== Required task ==
Count the lines in the records below that contain the word "dark", and give only that number.

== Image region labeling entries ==
################
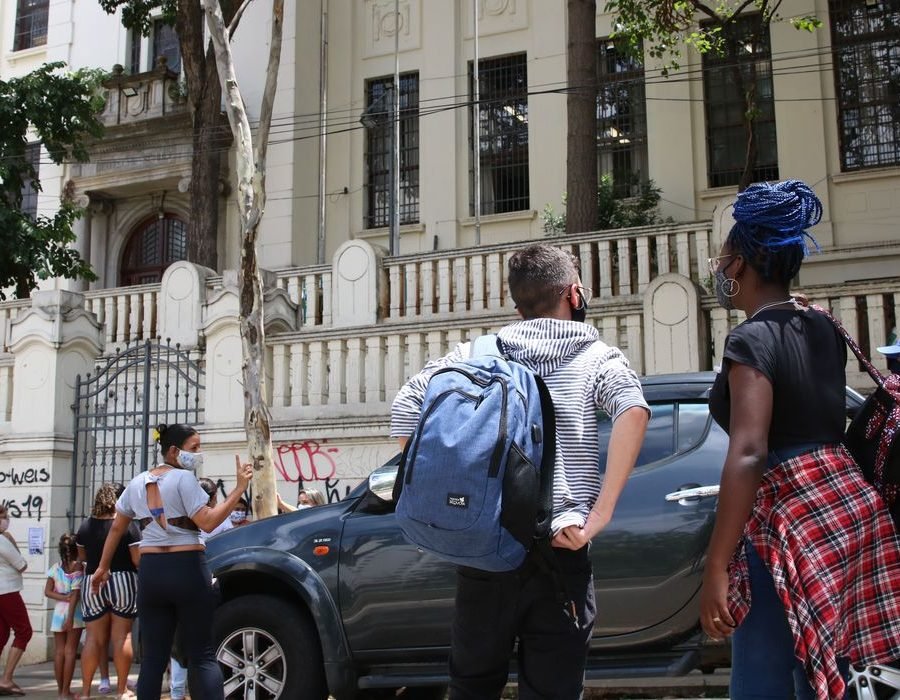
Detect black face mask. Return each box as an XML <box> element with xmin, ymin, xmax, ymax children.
<box><xmin>572</xmin><ymin>291</ymin><xmax>587</xmax><ymax>323</ymax></box>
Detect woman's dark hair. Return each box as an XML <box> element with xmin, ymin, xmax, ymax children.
<box><xmin>59</xmin><ymin>532</ymin><xmax>78</xmax><ymax>567</ymax></box>
<box><xmin>727</xmin><ymin>180</ymin><xmax>822</xmax><ymax>284</ymax></box>
<box><xmin>156</xmin><ymin>423</ymin><xmax>197</xmax><ymax>455</ymax></box>
<box><xmin>91</xmin><ymin>483</ymin><xmax>124</xmax><ymax>518</ymax></box>
<box><xmin>197</xmin><ymin>476</ymin><xmax>216</xmax><ymax>498</ymax></box>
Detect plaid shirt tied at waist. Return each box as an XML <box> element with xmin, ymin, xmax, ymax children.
<box><xmin>728</xmin><ymin>445</ymin><xmax>900</xmax><ymax>700</ymax></box>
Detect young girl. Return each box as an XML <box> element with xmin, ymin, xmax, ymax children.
<box><xmin>44</xmin><ymin>533</ymin><xmax>84</xmax><ymax>699</ymax></box>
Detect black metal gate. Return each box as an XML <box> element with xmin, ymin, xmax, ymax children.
<box><xmin>68</xmin><ymin>339</ymin><xmax>203</xmax><ymax>528</ymax></box>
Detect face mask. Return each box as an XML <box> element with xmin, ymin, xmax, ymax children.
<box><xmin>572</xmin><ymin>292</ymin><xmax>587</xmax><ymax>323</ymax></box>
<box><xmin>175</xmin><ymin>450</ymin><xmax>203</xmax><ymax>472</ymax></box>
<box><xmin>716</xmin><ymin>270</ymin><xmax>734</xmax><ymax>311</ymax></box>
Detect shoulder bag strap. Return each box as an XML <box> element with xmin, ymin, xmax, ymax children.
<box><xmin>809</xmin><ymin>304</ymin><xmax>885</xmax><ymax>389</ymax></box>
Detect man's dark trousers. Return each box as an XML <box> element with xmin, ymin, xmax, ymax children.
<box><xmin>450</xmin><ymin>547</ymin><xmax>596</xmax><ymax>700</ymax></box>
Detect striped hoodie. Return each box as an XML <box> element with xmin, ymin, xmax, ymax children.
<box><xmin>391</xmin><ymin>318</ymin><xmax>650</xmax><ymax>533</ymax></box>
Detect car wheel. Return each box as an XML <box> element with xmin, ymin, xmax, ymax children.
<box><xmin>213</xmin><ymin>595</ymin><xmax>328</xmax><ymax>700</ymax></box>
<box><xmin>848</xmin><ymin>664</ymin><xmax>900</xmax><ymax>700</ymax></box>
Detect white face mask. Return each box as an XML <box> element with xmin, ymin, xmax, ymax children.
<box><xmin>175</xmin><ymin>450</ymin><xmax>203</xmax><ymax>472</ymax></box>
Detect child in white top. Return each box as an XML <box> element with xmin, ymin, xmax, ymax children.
<box><xmin>44</xmin><ymin>533</ymin><xmax>84</xmax><ymax>700</ymax></box>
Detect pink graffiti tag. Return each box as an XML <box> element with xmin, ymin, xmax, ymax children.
<box><xmin>275</xmin><ymin>440</ymin><xmax>339</xmax><ymax>483</ymax></box>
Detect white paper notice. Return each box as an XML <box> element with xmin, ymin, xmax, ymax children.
<box><xmin>28</xmin><ymin>527</ymin><xmax>44</xmax><ymax>554</ymax></box>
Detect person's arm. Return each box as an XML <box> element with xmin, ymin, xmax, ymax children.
<box><xmin>700</xmin><ymin>362</ymin><xmax>773</xmax><ymax>639</ymax></box>
<box><xmin>191</xmin><ymin>455</ymin><xmax>253</xmax><ymax>532</ymax></box>
<box><xmin>0</xmin><ymin>532</ymin><xmax>28</xmax><ymax>574</ymax></box>
<box><xmin>91</xmin><ymin>510</ymin><xmax>131</xmax><ymax>593</ymax></box>
<box><xmin>553</xmin><ymin>406</ymin><xmax>650</xmax><ymax>550</ymax></box>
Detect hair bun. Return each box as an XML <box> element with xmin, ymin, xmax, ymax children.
<box><xmin>734</xmin><ymin>180</ymin><xmax>822</xmax><ymax>235</ymax></box>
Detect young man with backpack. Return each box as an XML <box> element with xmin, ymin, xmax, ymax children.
<box><xmin>391</xmin><ymin>244</ymin><xmax>649</xmax><ymax>700</ymax></box>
################
== The answer ==
2